Study material below:

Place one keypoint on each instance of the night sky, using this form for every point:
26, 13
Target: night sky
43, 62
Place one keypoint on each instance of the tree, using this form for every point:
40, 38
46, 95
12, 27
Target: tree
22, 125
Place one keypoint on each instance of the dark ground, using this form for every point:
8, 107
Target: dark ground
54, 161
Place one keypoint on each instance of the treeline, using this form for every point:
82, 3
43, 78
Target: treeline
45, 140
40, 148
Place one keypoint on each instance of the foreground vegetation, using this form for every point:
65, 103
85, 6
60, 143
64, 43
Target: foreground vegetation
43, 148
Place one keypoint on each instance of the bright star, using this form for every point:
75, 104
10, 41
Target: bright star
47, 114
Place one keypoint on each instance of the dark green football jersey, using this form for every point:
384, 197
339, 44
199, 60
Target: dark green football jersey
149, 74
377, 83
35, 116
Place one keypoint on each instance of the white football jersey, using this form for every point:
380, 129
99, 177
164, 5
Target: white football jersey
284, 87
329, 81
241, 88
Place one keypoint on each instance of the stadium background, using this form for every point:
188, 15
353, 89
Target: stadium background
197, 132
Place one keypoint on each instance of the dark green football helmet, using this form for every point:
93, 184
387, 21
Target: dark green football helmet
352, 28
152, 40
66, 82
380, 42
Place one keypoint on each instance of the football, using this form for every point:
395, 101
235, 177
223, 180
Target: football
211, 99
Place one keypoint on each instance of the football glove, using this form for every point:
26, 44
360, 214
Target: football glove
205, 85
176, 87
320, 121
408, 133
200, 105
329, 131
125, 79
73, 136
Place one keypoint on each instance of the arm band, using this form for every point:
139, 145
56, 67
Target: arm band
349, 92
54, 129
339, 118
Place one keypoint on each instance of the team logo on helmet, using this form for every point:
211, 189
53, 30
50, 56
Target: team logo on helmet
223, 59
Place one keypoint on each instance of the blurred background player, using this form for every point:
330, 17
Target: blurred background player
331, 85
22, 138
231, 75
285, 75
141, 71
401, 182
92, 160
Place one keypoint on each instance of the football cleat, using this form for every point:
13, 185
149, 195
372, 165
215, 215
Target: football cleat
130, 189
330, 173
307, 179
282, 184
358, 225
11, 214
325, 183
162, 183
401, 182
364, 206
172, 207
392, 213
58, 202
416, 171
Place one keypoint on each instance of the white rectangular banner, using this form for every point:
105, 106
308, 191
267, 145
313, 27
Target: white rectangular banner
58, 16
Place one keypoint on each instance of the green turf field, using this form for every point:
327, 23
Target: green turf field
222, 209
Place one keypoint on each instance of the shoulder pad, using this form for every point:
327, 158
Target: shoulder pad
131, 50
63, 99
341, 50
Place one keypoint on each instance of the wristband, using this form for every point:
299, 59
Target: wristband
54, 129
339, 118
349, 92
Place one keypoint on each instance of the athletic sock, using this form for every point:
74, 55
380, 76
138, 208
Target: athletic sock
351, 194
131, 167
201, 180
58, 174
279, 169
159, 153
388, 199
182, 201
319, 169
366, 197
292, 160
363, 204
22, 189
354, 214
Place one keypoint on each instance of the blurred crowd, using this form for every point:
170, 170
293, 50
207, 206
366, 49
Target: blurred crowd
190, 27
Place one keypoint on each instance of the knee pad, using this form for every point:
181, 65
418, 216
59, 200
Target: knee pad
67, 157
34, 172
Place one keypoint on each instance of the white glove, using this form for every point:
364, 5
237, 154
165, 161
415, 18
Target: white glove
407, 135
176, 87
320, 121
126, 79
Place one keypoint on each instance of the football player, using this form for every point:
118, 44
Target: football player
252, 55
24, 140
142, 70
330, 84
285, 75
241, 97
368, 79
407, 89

End of Study material.

Nothing in the records above may be left out when you repeat them exactly.

Place one keypoint on each instance of the night sky, using this form for every point:
26, 13
Target: night sky
43, 62
Place one keypoint on each instance of the tree, using this form for every point:
40, 38
46, 95
12, 27
Target: tree
22, 125
Place one keypoint on each instance of the dark ground, using this form for every point:
8, 107
Target: dark ground
54, 161
Place one keypoint on each instance of the treeline, using this form for every point:
82, 3
43, 78
Target: treeline
45, 140
40, 148
Place one keypoint on each instance of the foreground vegetation, using this form for every point:
65, 103
85, 6
60, 143
64, 43
Target: foreground vegetation
43, 148
Place one keypoint on each instance of the bright star, using this form for every point:
75, 104
10, 41
Target: bright star
47, 114
Place one keypoint on each instance of the dark green football jersey, using this form for every point:
384, 197
339, 44
199, 60
Target: dark green football jersey
149, 74
377, 83
35, 116
Place one keypoint on each instance of the white football jersey, using this form for every point:
380, 129
99, 177
164, 5
Target: white football jersey
284, 87
329, 81
241, 88
Place one keypoint on each instance of the stadium background, using this form for every point:
188, 15
353, 89
Target: stadium background
197, 132
Place one keypoint on each instance of the dark green football helmet, using this form for every point:
93, 184
387, 21
Target: dark green football helmet
352, 28
152, 40
66, 82
380, 42
Place one keypoint on each instance of the football, using this form for every point:
395, 101
235, 177
223, 180
Target: football
211, 99
Place one keypoint on each instance of the football glove, using this form for every point:
26, 44
360, 214
Target: football glove
205, 85
176, 87
320, 121
408, 133
200, 105
329, 131
125, 79
73, 136
Place one keypoint on each instance of the arm band, using this form for every point:
139, 145
56, 67
Target: arm band
349, 92
54, 129
339, 118
Place one keypoint on each instance of the team logo on helmet, using this form for every point:
211, 189
53, 30
50, 56
Target: team logo on helmet
223, 59
Place one keypoint on each instance of the blurred background player, using this form for every point:
330, 17
Target: blurred background player
331, 85
22, 138
231, 75
285, 75
141, 71
401, 182
92, 160
Place one keypoint on each instance of the football cleat, using this form for every point:
13, 185
149, 195
372, 165
215, 215
Target: football cleat
130, 189
330, 173
307, 179
282, 184
358, 225
11, 214
325, 183
162, 183
401, 182
364, 206
172, 207
392, 213
58, 202
416, 171
Place one keypoint on each instance of the white rectangular banner, using this form for every point:
105, 106
308, 191
267, 145
313, 27
Target: white rectangular banner
58, 16
Place one keypoint on each instance of the green turf field, using this form for every point:
327, 23
Target: green turf field
222, 209
Place one keypoint on each instance of the shoulder pad, using this form for every point:
327, 158
Target: shoulder pad
131, 50
63, 99
341, 50
Place one keypoint on each instance of the wristband, using this form for every point:
299, 59
Target: wristband
54, 129
339, 118
349, 92
Place one keypoint on each instance of the athletic sock, using this form for every point:
74, 55
380, 76
138, 208
Target: athletic sock
351, 194
131, 167
201, 180
58, 174
279, 169
159, 153
388, 199
182, 201
319, 169
366, 197
292, 160
363, 204
22, 189
354, 214
Place one keypoint on each instance of the blurred crowd, using this form for every point:
170, 170
293, 50
207, 206
366, 49
Target: blurred crowd
190, 27
Place one keypoint on each instance of the knee pad, using this form for every point:
181, 65
418, 216
59, 200
Target: knee pad
67, 157
34, 172
Place one keypoint on each instance of the white glove, using this form for every point:
364, 5
237, 154
165, 161
415, 18
Target: white glove
407, 135
176, 87
320, 121
126, 79
Place one keypoint on each instance of the football player, using this form for every point:
118, 44
Target: football player
252, 55
24, 140
142, 70
330, 84
285, 75
241, 97
368, 79
407, 89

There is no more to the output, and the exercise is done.